### WHAT THIS TASK INVOLVES
Copy out each line below that has the word "vertices" in it.

[Records contained in a dataset]
* * * *
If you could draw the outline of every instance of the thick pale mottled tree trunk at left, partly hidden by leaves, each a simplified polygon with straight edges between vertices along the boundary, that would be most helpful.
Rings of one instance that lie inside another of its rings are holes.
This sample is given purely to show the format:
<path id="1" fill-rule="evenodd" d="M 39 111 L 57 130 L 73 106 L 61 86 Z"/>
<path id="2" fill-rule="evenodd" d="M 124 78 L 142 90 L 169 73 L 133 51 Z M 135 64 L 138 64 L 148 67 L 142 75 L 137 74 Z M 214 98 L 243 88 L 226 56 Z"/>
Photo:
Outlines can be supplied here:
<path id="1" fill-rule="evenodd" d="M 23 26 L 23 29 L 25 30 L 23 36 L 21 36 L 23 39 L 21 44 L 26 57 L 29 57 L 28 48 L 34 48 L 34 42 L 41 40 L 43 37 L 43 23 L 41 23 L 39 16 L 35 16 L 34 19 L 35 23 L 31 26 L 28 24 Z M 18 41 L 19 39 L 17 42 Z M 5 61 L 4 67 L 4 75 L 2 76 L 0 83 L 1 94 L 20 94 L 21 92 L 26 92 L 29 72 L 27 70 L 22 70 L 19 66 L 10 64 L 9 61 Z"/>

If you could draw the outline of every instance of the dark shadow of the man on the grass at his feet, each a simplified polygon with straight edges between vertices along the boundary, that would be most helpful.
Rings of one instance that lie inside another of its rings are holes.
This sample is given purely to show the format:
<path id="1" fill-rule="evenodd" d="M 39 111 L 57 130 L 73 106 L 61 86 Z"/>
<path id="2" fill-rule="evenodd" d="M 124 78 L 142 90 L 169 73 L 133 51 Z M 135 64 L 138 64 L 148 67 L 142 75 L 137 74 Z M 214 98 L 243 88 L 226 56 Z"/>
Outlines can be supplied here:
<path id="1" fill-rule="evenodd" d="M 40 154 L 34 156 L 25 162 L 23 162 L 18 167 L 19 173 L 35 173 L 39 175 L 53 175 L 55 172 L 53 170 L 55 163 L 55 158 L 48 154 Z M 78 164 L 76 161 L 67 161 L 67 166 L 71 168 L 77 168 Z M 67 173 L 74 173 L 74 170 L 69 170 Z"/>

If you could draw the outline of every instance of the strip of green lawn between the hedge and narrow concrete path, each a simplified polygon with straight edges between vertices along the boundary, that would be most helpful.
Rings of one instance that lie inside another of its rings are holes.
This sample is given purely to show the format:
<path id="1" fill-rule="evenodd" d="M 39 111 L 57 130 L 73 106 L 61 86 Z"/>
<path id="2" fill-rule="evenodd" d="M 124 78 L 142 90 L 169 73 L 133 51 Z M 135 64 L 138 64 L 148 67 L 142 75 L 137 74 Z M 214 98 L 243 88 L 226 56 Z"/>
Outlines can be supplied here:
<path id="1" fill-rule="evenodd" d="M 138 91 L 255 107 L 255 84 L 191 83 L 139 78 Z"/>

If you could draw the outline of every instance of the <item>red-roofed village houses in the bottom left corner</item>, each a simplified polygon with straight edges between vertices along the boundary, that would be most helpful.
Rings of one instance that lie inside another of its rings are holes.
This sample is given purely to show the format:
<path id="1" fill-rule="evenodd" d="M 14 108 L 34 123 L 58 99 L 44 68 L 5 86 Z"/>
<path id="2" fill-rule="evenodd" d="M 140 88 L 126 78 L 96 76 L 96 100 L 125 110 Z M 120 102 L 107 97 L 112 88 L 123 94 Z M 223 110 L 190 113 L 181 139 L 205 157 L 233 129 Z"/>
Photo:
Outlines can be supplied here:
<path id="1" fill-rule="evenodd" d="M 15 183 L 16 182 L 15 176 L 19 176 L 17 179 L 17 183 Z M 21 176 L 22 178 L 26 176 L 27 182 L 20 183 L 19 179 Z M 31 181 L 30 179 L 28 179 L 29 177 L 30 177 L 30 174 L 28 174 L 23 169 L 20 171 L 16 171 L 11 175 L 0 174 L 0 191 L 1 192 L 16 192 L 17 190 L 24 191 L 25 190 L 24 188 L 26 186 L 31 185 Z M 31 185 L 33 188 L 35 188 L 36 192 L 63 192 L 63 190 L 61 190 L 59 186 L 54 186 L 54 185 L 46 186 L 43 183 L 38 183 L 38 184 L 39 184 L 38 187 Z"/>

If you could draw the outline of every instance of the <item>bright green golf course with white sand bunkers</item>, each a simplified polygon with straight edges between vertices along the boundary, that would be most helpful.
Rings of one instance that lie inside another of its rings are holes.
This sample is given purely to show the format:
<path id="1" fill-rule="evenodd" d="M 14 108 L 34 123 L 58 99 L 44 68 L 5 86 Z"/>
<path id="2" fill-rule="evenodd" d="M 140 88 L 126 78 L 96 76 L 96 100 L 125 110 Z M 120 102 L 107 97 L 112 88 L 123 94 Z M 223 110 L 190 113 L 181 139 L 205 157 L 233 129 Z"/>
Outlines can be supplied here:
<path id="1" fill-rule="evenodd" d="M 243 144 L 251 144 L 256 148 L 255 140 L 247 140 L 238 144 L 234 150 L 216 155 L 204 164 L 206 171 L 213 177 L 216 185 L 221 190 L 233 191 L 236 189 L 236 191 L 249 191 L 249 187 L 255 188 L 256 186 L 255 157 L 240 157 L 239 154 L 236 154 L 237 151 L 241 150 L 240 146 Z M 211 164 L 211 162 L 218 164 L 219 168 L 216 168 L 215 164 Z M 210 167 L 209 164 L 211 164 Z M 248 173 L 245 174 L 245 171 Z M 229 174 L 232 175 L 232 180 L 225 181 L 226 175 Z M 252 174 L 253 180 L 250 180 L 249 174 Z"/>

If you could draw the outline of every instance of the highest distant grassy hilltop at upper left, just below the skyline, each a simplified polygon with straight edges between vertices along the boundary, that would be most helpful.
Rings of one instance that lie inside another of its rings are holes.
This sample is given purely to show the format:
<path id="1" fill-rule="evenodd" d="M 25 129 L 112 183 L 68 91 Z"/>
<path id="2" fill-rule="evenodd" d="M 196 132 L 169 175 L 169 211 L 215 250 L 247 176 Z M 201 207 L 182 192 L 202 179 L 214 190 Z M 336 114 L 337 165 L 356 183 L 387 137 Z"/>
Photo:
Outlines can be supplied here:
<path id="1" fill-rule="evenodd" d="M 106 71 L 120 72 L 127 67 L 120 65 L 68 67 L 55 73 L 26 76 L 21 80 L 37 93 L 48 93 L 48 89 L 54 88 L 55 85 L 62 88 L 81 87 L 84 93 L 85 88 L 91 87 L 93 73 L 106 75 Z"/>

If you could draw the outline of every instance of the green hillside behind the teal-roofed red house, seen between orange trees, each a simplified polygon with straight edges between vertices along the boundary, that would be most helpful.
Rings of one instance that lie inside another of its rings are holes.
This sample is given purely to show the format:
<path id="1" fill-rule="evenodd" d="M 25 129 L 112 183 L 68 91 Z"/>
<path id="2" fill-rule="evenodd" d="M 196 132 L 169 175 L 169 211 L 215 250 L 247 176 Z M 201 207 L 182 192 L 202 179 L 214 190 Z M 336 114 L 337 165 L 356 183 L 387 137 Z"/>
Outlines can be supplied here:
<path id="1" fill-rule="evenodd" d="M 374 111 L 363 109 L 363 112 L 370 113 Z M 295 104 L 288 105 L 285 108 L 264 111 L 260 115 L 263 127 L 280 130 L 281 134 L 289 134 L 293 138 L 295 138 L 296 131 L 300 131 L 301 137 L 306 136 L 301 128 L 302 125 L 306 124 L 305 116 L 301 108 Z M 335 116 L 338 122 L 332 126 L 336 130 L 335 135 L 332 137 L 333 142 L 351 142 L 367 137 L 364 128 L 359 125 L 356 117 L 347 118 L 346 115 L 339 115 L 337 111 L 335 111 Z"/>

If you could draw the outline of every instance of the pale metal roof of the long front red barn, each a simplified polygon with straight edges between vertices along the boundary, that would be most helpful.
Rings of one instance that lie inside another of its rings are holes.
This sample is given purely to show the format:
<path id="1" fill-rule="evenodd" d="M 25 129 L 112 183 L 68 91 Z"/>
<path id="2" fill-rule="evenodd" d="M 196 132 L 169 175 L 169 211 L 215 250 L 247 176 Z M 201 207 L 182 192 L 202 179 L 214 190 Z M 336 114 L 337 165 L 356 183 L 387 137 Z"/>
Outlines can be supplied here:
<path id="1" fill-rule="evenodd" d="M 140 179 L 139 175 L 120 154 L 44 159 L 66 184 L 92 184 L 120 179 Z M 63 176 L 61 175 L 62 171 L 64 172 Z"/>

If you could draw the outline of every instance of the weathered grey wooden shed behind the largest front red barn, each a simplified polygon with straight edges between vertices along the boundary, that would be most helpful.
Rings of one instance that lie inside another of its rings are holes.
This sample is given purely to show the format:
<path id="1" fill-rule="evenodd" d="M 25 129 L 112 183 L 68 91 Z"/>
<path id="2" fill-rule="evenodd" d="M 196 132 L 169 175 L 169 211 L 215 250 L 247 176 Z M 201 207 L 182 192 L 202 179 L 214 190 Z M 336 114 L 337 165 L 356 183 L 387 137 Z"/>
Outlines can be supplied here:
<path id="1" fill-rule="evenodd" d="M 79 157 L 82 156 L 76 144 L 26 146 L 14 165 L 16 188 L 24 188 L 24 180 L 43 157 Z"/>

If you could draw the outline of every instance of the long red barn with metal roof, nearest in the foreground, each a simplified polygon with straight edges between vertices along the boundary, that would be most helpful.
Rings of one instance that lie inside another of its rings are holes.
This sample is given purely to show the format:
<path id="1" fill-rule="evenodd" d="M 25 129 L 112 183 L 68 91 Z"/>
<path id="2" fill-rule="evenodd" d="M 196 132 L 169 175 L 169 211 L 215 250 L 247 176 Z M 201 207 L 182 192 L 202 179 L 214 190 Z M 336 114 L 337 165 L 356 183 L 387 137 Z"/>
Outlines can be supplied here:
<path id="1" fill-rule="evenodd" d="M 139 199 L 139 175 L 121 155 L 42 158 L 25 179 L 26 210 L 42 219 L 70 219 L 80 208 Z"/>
* * * *
### WRITTEN RESPONSE
If you could draw the outline of every instance of the thick pale mottled tree trunk at left, partly hidden by leaves, each a simplified polygon with straight edges between vertices along the boundary, that would be most helpful.
If you could draw the outline of every instance of the dark shadow of the man on the grass at his feet, each a simplified polygon with straight edges between vertices along the boundary, that would be most helpful.
If you could draw the outline of every instance of the strip of green lawn between the hedge and narrow concrete path, each a simplified polygon with straight edges between vertices along the boundary, that would be most helpful.
If you could draw the outline of every instance of the <item>red-roofed village houses in the bottom left corner</item>, each a simplified polygon with straight edges between vertices along the boundary, that would be most helpful.
If you could draw the outline of every instance of the <item>bright green golf course with white sand bunkers</item>, each a simplified polygon with straight edges between vertices along the boundary, that would be most helpful.
If you could draw the outline of every instance of the highest distant grassy hilltop at upper left, just below the skyline, each a simplified polygon with straight edges between vertices along the boundary, that would be most helpful.
If you could draw the outline of every instance of the green hillside behind the teal-roofed red house, seen between orange trees, each a simplified polygon with straight edges between vertices along the boundary, that would be most helpful.
If you could draw the outline of every instance of the pale metal roof of the long front red barn, each a simplified polygon with straight edges between vertices along the boundary, that would be most helpful.
If you could draw the outline of every instance of the weathered grey wooden shed behind the largest front red barn, each a simplified polygon with straight edges between vertices along the boundary, that would be most helpful.
If you could draw the outline of every instance of the long red barn with metal roof, nearest in the foreground, each a simplified polygon with straight edges between vertices along the boundary, that would be most helpful.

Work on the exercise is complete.